> **Extracted records**

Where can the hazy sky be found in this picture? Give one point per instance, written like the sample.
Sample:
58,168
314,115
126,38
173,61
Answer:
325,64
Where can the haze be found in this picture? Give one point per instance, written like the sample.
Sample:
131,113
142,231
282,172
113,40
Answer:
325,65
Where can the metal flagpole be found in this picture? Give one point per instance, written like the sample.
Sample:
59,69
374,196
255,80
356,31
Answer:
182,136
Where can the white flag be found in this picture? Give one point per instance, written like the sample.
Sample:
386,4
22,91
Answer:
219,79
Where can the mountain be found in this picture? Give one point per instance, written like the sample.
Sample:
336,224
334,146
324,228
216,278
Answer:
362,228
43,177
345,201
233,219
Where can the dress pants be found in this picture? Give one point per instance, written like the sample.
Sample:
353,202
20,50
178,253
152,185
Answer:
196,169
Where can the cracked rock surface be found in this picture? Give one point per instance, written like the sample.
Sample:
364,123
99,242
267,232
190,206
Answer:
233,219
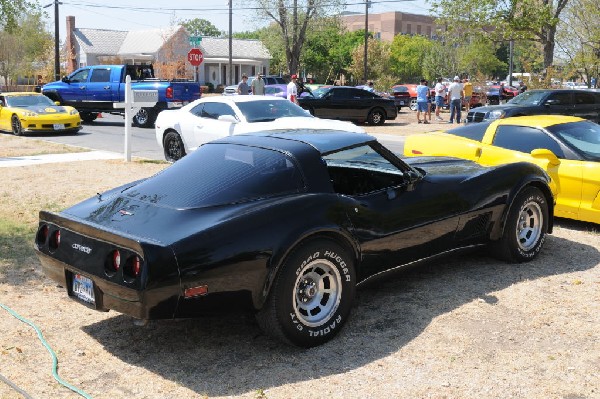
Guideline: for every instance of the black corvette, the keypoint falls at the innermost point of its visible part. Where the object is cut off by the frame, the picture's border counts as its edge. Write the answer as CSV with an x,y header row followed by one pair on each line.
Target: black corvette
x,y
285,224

==

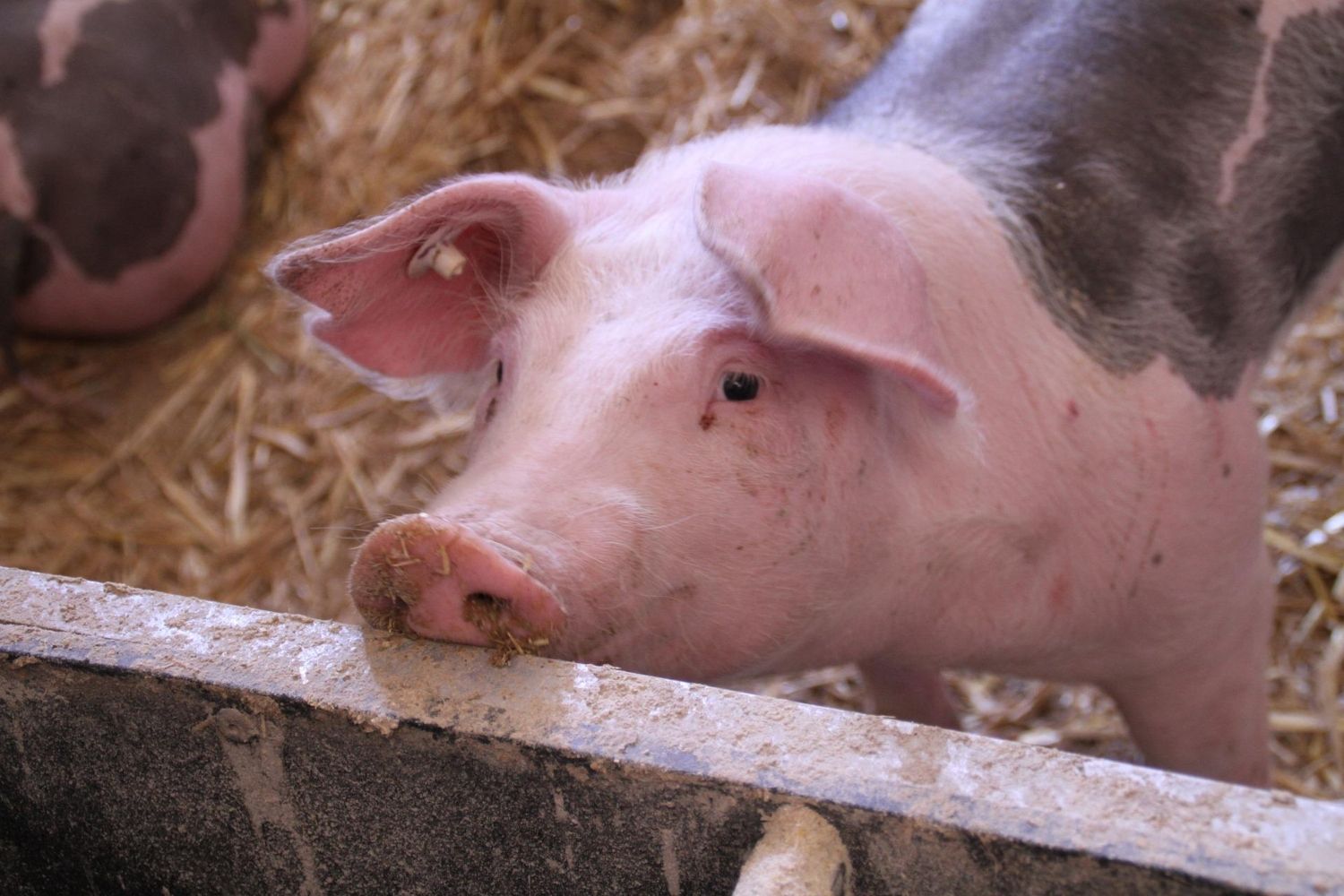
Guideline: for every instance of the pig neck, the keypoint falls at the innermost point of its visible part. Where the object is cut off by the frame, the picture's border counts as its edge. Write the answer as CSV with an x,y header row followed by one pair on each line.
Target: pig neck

* * *

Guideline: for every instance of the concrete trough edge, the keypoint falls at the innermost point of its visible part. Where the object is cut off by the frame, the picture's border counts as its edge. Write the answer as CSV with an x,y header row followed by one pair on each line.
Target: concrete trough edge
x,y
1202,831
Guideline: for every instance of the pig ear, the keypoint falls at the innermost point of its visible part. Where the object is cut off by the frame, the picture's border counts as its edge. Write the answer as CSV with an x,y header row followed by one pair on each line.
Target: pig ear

> **Prompt**
Among the lines of the data, find every one that holds "written" and copy it.

> **Result of the task**
Where can the hazy sky be found in this picture? Give one point per instance, written like the sample.
Where can the haze be found in this picture? Give one point per instance, written like the sample.
Where can the metal flagpole be found in this picture? Give one point per instance, written like the sample.
Where can the white flag be found in this picture? Give one point per instance, written like the sample.
Where can the mountain be found in this picture? Give one point per instance, written like the sample.
Where can the dress pants be found in this picture? Give one point per instance, written like the sample.
Where can the cracked rock surface be found in this picture? Give one point per instance, written like the sample.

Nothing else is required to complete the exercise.